In previous works, cyclodextrins (CDs) have been employed to promote the dissolution of the drugs through their solubilisation and also to differentiate chiral drug enantiomers, which may be included inside the CD cavity. In particular, β-CD has been studied as a chiral host in the discrimination of IBP isomers by means of atomistic molecular mechanics simulations and 2D NMR experiments [3], as well as for the determination of IBP enantiomers in human plasma and urine by spectrofluorimetry [4]. In addition, α-CD, β-CD and γ-CD were used to determine the enantiomeric composition of samples of IBP by chemometric analysis of UV spectral data [5].
In addition, maltodextrins (MDs) have been used as chiral selectors [6,7]. They are obtained by acid and/or enzymatic controlled hydrolysis of starch, but to a lower extent than that required to produce starch syrups. It is clear, then that MD are complex mixtures of high and low molecular weight materials, which contain linear amylose and branched amylopectin degradation products, therefore they are considered as D-glucose polymers joined by α-(1,4) and α-(1,6) linkages. The extent of
Figure 1. Chemical structure of S(+)-IBP, R(−)-IBP, MDs and β-CD.

**Provided material:**
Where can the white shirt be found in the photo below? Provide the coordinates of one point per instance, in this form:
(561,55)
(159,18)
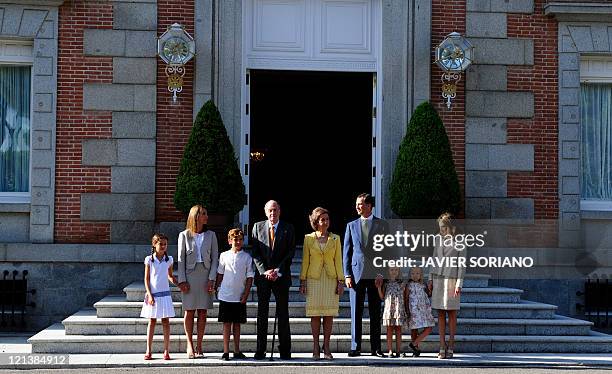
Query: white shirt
(158,273)
(236,267)
(199,239)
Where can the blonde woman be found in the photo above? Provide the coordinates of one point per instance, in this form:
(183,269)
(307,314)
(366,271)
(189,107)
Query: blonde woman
(198,259)
(321,279)
(445,284)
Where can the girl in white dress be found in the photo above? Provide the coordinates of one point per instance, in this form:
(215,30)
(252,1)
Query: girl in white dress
(158,299)
(418,308)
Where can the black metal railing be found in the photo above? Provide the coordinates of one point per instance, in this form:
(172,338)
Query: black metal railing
(597,305)
(14,300)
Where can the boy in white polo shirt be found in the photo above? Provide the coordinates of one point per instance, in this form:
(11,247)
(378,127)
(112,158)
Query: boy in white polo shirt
(234,279)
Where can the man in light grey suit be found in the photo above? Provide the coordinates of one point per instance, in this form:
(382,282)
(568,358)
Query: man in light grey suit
(361,275)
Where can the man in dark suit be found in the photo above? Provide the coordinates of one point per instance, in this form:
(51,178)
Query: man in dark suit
(273,243)
(360,274)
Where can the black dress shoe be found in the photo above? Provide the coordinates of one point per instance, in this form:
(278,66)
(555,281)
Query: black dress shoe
(239,356)
(260,355)
(378,353)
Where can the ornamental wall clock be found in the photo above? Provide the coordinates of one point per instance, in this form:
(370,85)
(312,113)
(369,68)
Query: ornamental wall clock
(175,47)
(453,55)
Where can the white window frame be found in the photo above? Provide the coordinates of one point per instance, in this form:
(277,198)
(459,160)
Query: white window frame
(596,69)
(20,53)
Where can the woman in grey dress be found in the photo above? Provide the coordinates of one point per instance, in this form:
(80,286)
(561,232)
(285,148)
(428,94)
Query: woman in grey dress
(445,284)
(198,258)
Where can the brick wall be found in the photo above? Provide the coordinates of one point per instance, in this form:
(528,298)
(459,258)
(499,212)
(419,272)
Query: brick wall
(73,125)
(447,17)
(542,130)
(174,122)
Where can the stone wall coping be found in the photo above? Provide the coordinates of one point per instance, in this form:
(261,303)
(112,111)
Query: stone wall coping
(596,214)
(35,2)
(15,208)
(79,253)
(601,11)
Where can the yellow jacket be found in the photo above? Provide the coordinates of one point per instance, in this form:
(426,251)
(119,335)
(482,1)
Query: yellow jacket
(314,259)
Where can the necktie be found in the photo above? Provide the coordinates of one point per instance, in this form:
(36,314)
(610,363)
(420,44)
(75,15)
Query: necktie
(271,237)
(365,230)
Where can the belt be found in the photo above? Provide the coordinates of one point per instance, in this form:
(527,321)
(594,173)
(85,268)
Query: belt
(161,294)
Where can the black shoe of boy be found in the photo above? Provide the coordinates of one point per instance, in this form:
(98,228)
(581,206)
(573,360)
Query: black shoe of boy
(239,356)
(260,355)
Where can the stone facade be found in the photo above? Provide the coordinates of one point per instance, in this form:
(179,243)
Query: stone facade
(21,20)
(107,141)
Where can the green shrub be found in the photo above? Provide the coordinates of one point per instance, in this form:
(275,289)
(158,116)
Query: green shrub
(209,173)
(425,182)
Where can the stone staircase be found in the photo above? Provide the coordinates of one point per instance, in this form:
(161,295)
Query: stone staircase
(491,319)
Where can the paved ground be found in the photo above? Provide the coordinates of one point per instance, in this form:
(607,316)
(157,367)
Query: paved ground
(15,354)
(335,369)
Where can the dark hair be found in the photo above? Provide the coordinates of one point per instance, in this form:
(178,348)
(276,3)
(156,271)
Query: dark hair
(156,239)
(235,233)
(367,198)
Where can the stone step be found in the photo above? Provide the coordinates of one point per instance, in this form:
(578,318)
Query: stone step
(116,306)
(55,340)
(135,292)
(85,322)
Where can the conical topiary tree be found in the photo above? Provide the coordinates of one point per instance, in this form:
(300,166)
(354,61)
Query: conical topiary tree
(425,182)
(209,173)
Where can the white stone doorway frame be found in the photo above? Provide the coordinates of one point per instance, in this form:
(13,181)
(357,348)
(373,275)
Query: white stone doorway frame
(308,49)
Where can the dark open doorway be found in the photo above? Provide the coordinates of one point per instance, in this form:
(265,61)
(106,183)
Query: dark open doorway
(315,131)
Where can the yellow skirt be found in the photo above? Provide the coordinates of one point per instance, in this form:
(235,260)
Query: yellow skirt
(321,296)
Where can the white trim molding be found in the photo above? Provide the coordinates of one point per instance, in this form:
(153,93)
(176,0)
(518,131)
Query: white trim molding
(17,52)
(596,69)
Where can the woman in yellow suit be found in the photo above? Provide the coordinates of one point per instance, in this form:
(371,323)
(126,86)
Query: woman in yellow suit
(321,278)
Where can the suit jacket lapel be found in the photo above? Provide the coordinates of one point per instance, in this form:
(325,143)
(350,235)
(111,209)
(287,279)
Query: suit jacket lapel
(265,233)
(357,228)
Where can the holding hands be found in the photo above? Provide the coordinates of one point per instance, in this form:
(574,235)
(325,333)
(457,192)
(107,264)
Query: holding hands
(184,287)
(340,288)
(271,275)
(149,299)
(349,282)
(379,281)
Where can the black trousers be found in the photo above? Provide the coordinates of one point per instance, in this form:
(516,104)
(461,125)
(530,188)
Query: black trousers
(357,295)
(280,288)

**Problem details:** Carry on the passage about cyclodextrins and maltodextrins as chiral selectors for ibuprofen from the point where it stops.

**Reply:**
starch degradation in a MD is indicated by the Dextrose Equivalent value (DE) that evaluates the content of reducing-end groups, and is inverse value of average degree of polymerisation (DP) of anhydro glucose units. The nature of the starch hydrolysis, and the process used will have an important influence on the composition and properties of final product, that have different physicochemical properties like solubility, freezing temperature, viscosity, etc. depending on the DE value [8,9]. Their typical structure is shown in Figure 1.
The MDs are endowed with the capability of complexation to various classes of compounds, with the hostguest one being the most common interaction for starch derivatives. The conformational change from a flexible coil to a helix form in the presence of a guest, which depends on the size of the complexing molecules, is believed to be essential for interactions to occur. The helical structure is hydrophobic inside, as in the CD cavity, but MDs have considerably more flexible entities than CDs, which is an important property in chiral recognition [10].
NMR based methods, such as 1H-NMR, have been used to evaluate enantiomeric recognition and to determine the enantiomeric excess of chiral compounds. The development of new types of chiral selectors with higher efficiencies is of primary importance in the development of a versatile and accurate method for the resolution of enantiomeric forms in chiral drugs. In particular, the NMR techniques could provide considerable information about theoretical models of the enantioseparation of enantiomeric IBP with cyclic and linear oligosaccharides, which may be applied for the chiral recognition process in capillary electrophoresis and chromatographic separation.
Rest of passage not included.